→ Exercise instructions:
Please copy every line of the records below verbatim, omitting the pictures.
>> begin
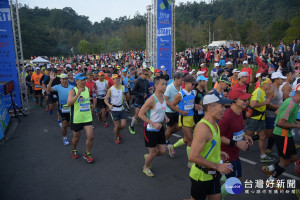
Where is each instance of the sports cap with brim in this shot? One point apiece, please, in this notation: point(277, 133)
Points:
point(201, 78)
point(115, 76)
point(242, 74)
point(212, 98)
point(224, 78)
point(190, 79)
point(63, 76)
point(80, 76)
point(277, 75)
point(238, 93)
point(236, 71)
point(200, 73)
>> end
→ Solution to the problem:
Where is each instance of the sports cap with brim in this shot? One point apiece, please, in this notation: point(277, 133)
Points:
point(201, 78)
point(115, 76)
point(242, 74)
point(212, 98)
point(224, 78)
point(190, 79)
point(63, 76)
point(80, 76)
point(277, 75)
point(238, 93)
point(236, 71)
point(200, 73)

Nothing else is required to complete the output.